Text-to-region grounding data
▶

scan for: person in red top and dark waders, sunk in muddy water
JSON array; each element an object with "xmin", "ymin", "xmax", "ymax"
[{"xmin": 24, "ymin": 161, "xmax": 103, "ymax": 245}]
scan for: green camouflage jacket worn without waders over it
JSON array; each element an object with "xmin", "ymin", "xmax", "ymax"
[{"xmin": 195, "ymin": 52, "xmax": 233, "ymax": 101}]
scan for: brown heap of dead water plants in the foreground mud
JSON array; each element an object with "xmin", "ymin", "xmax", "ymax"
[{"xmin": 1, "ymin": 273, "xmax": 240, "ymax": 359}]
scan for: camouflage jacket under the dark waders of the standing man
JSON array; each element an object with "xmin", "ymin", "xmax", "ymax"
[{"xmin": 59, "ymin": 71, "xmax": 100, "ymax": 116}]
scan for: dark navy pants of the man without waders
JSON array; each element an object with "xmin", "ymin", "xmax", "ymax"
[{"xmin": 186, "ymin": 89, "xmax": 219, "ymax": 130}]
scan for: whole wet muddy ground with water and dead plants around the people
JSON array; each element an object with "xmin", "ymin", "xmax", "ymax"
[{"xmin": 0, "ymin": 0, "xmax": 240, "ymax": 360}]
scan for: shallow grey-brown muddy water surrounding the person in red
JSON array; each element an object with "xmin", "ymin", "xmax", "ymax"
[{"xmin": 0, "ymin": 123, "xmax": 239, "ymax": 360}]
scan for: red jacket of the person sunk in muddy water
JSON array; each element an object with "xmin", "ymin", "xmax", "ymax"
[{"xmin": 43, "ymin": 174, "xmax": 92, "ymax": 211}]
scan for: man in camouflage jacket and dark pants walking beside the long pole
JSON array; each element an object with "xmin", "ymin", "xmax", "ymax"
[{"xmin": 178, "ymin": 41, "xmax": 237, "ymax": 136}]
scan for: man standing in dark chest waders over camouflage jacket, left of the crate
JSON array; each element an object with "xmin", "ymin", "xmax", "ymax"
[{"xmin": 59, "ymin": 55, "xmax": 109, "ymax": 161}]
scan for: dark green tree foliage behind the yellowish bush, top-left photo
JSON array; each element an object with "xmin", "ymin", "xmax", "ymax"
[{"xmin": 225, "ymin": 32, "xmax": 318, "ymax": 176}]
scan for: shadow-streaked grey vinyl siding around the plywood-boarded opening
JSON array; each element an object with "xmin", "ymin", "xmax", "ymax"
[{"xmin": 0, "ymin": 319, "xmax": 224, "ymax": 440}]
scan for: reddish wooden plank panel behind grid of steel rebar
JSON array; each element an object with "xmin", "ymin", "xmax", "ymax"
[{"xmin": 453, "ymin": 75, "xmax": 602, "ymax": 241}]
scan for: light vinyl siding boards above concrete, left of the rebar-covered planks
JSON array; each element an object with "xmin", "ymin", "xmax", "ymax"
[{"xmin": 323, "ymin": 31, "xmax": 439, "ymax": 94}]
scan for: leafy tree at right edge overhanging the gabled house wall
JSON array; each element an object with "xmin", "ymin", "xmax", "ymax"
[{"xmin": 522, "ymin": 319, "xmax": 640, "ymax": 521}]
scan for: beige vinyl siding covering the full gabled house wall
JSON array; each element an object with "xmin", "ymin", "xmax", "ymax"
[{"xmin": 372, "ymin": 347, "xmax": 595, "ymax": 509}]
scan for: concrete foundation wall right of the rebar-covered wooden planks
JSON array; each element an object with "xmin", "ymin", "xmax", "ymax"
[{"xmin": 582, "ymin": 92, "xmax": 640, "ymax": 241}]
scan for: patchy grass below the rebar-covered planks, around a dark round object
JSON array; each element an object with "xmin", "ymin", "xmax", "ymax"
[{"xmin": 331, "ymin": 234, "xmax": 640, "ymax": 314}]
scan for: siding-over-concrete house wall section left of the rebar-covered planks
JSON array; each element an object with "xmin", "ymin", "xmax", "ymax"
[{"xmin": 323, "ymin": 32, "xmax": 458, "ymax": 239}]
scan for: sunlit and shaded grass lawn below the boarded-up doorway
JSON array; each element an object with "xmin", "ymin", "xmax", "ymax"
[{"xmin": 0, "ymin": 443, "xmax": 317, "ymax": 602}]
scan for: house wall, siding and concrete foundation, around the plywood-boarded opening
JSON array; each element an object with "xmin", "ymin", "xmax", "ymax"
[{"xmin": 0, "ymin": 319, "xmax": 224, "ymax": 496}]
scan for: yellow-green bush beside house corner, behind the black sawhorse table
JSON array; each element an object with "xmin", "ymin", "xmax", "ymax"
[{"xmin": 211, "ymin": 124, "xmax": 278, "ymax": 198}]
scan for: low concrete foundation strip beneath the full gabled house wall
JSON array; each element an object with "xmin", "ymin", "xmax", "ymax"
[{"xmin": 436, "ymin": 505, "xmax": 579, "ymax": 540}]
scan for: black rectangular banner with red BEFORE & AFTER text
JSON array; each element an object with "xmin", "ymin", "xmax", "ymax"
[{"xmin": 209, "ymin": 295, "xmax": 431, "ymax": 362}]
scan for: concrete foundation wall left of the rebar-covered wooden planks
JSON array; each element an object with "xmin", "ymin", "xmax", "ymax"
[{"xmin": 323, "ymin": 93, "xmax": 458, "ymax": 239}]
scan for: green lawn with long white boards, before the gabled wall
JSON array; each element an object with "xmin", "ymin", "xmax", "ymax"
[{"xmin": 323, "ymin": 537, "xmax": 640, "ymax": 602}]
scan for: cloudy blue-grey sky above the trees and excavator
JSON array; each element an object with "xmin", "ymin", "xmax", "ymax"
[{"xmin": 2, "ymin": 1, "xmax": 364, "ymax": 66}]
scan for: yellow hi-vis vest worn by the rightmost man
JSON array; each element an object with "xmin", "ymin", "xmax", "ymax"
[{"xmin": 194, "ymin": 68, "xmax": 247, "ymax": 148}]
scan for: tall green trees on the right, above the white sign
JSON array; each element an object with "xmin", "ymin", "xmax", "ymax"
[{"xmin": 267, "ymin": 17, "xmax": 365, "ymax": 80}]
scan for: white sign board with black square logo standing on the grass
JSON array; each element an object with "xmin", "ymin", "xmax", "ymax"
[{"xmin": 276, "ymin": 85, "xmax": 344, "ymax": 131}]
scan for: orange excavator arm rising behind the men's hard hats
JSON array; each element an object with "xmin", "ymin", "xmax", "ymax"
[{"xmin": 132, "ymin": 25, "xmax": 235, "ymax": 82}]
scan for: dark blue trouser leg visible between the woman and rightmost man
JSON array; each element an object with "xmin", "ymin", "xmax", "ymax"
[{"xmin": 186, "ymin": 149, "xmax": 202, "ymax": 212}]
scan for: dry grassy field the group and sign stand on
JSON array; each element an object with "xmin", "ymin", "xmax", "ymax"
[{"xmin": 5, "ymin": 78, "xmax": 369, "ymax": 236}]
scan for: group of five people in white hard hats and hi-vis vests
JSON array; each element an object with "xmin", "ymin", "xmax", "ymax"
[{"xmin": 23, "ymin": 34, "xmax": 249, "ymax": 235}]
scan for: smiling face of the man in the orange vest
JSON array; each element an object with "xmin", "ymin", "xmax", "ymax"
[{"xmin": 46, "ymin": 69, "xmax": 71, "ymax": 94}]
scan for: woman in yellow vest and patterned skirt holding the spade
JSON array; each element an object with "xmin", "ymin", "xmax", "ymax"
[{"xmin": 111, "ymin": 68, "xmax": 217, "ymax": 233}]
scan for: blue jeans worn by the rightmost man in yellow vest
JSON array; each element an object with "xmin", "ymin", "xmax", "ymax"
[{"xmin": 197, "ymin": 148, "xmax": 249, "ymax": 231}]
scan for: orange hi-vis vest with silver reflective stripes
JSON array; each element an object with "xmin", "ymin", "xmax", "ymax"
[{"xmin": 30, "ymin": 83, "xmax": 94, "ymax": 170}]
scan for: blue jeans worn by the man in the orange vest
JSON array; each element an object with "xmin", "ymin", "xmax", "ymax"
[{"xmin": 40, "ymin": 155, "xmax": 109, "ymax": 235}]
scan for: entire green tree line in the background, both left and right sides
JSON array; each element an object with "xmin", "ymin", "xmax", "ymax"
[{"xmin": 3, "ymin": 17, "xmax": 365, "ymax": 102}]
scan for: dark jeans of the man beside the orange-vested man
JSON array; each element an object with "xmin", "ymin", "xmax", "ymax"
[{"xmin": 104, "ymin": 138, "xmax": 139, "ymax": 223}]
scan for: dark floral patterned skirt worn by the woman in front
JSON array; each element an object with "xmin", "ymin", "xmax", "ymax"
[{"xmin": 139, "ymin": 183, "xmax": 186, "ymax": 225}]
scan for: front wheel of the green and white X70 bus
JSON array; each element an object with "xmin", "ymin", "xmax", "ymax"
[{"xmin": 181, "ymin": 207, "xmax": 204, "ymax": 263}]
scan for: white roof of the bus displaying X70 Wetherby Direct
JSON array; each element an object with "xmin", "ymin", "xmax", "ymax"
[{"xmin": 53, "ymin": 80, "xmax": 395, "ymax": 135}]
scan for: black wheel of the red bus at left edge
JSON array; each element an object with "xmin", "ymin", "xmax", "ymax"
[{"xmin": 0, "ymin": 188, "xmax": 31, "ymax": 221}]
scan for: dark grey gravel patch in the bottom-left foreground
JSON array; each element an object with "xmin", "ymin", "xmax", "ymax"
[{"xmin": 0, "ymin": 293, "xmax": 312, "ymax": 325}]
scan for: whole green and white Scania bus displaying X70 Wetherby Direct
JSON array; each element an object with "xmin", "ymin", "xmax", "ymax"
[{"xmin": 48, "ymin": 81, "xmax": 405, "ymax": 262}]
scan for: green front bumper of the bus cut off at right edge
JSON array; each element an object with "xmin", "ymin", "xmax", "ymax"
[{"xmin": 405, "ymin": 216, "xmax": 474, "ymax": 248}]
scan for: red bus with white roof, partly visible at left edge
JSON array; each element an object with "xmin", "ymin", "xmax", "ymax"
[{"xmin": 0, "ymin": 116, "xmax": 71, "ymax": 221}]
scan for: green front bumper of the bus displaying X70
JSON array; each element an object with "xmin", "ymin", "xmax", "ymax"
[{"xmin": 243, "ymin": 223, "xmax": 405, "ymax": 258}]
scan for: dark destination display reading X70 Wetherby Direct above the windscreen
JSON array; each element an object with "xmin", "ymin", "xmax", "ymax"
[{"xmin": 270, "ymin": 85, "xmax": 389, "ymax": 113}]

◀

#### How to complete this task:
Word for word, set down the lines from the beginning of the records through the line that holds "scan for: camouflage". Leave out the rest.

#### Response:
scan for: person in red top and dark waders, sunk in muddy water
JSON array; each element an object with "xmin", "ymin", "xmax", "ymax"
[{"xmin": 24, "ymin": 161, "xmax": 103, "ymax": 245}]
scan for: green camouflage jacket worn without waders over it
JSON array; each element an object with "xmin", "ymin", "xmax", "ymax"
[{"xmin": 195, "ymin": 52, "xmax": 233, "ymax": 101}]
scan for: brown heap of dead water plants in the foreground mud
JSON array; each element an object with "xmin", "ymin", "xmax", "ymax"
[{"xmin": 1, "ymin": 273, "xmax": 240, "ymax": 359}]
scan for: camouflage jacket under the dark waders of the standing man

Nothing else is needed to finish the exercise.